Problem: Reproduce exactly, with no other output, every line of the data below from the line containing "Tag every instance of the leaf" to the end, inclusive.
——
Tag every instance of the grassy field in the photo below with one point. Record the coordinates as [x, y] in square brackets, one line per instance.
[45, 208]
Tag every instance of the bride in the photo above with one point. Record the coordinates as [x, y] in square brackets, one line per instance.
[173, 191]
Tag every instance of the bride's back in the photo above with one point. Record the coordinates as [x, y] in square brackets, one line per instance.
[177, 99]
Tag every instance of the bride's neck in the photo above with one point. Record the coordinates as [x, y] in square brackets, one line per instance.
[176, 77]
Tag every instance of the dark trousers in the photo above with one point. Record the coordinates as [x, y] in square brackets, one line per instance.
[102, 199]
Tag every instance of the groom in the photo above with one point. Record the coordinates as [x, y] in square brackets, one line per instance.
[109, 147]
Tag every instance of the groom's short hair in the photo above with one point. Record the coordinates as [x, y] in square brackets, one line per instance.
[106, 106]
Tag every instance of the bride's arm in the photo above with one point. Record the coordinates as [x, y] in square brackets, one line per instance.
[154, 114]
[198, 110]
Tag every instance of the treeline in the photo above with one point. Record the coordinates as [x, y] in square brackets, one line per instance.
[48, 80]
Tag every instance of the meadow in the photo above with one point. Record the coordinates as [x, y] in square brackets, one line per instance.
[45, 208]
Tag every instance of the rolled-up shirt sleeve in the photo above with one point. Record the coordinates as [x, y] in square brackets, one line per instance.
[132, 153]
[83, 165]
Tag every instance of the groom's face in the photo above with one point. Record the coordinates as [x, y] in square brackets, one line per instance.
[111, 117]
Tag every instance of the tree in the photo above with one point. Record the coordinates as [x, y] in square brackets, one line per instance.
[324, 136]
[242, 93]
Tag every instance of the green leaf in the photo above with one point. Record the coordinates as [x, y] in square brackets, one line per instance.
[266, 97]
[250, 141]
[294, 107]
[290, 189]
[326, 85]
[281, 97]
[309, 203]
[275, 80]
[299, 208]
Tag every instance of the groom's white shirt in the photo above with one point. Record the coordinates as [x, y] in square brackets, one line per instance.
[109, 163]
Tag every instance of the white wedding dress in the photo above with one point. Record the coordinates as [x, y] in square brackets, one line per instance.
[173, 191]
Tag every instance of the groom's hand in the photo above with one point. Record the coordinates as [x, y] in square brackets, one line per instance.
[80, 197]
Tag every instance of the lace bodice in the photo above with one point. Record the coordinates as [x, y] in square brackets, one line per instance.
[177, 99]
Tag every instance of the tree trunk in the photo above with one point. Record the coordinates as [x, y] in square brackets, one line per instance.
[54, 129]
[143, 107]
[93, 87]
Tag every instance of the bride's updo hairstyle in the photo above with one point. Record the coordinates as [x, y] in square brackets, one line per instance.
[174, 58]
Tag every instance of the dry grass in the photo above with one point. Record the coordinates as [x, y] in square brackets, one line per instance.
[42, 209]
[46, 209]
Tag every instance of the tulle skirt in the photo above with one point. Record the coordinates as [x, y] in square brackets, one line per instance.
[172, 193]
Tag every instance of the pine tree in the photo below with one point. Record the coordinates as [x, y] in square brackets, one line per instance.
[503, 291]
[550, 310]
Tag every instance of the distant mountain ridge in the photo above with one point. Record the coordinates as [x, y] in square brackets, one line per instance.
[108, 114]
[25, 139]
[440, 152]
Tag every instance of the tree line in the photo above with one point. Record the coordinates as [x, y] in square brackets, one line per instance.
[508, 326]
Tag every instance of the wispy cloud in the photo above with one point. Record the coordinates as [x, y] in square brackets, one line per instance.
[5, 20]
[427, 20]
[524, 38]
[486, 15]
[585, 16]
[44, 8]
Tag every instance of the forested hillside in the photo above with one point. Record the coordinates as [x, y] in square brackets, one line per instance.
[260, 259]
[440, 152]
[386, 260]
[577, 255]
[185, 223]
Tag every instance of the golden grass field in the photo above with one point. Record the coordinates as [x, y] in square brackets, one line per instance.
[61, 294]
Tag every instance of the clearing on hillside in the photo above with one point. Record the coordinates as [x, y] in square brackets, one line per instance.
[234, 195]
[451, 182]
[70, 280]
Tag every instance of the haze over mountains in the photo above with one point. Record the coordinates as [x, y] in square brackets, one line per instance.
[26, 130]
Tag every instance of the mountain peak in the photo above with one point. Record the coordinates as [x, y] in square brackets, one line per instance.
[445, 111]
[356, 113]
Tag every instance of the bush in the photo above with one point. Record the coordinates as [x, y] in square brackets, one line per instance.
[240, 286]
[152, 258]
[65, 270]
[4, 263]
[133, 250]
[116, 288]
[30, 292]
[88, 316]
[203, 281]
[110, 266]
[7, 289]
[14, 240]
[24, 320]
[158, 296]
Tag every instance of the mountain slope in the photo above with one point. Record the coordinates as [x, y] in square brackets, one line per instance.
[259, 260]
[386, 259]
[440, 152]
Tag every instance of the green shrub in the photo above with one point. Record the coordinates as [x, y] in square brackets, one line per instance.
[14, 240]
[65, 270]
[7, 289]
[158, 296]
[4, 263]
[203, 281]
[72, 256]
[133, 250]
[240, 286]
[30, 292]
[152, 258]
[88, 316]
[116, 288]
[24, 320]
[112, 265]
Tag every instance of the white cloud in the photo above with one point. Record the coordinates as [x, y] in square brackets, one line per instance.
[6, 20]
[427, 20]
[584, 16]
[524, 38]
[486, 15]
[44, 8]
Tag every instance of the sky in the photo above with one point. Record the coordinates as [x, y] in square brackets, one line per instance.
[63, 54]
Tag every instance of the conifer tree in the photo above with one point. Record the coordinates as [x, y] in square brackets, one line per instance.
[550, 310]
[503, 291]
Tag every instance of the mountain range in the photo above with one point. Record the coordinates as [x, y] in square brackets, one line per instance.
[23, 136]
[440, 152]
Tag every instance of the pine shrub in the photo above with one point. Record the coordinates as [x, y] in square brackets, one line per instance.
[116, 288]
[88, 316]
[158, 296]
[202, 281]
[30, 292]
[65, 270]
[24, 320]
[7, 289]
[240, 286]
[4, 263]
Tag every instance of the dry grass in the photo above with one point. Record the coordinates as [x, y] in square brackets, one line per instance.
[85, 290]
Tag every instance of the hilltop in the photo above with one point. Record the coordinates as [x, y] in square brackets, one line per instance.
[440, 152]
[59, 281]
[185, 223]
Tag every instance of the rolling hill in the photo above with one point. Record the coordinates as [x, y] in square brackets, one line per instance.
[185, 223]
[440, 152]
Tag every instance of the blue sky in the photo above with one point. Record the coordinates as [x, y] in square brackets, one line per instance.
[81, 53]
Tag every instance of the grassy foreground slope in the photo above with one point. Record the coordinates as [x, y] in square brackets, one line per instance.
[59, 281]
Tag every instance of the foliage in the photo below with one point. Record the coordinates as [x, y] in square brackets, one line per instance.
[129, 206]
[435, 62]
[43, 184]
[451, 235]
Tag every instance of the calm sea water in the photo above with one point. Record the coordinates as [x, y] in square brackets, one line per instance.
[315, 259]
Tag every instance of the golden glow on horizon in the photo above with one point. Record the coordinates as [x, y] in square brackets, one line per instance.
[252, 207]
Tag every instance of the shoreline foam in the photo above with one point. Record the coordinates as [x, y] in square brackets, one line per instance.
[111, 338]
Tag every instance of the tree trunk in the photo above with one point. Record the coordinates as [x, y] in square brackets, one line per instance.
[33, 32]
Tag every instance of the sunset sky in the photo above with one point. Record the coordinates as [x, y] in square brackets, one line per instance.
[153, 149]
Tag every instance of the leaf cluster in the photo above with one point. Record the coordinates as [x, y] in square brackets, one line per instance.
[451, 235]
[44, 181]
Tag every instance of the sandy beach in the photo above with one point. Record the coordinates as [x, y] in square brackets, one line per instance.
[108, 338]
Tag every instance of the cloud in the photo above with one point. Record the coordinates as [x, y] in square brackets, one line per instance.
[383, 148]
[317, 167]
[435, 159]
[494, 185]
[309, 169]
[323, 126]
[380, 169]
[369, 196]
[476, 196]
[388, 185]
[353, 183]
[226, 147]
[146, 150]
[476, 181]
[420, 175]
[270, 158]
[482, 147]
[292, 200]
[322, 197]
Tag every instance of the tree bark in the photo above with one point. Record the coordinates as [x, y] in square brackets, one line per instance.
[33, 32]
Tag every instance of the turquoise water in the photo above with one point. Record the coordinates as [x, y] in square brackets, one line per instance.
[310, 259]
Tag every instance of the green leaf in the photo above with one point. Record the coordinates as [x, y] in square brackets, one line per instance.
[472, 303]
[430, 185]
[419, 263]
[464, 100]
——
Finished task:
Tag every instance of the leaf cluster in the photo above with one point. Record the coordinates as [x, y] in square brackets, one line per instance.
[451, 235]
[44, 181]
Tag every instance of the sandy beach in the photo above with one point. Record the coordinates as [x, y] in square brackets, one line per instance.
[108, 338]
Tag every instance of the cloud in the photo above with one point. Record the coordinates as [x, y] in square brackets, one line per instance.
[383, 148]
[317, 167]
[435, 159]
[494, 185]
[309, 169]
[323, 126]
[380, 169]
[369, 196]
[476, 196]
[388, 185]
[353, 183]
[226, 147]
[146, 150]
[476, 181]
[420, 175]
[270, 158]
[482, 147]
[292, 200]
[322, 197]
Tag every instance of the tree bark in the photo above with one point. Record the coordinates as [x, y] in square brackets, one line per instance.
[33, 32]
Tag every instance of the turquoise water in the photo above with one point. Record the coordinates as [x, y] in square brackets, one line per instance.
[310, 259]
Tag every instance of the green leaf in the photo above with one point. Record the coordinates as [x, y] in square brackets, one line per instance.
[472, 303]
[430, 185]
[419, 263]
[464, 100]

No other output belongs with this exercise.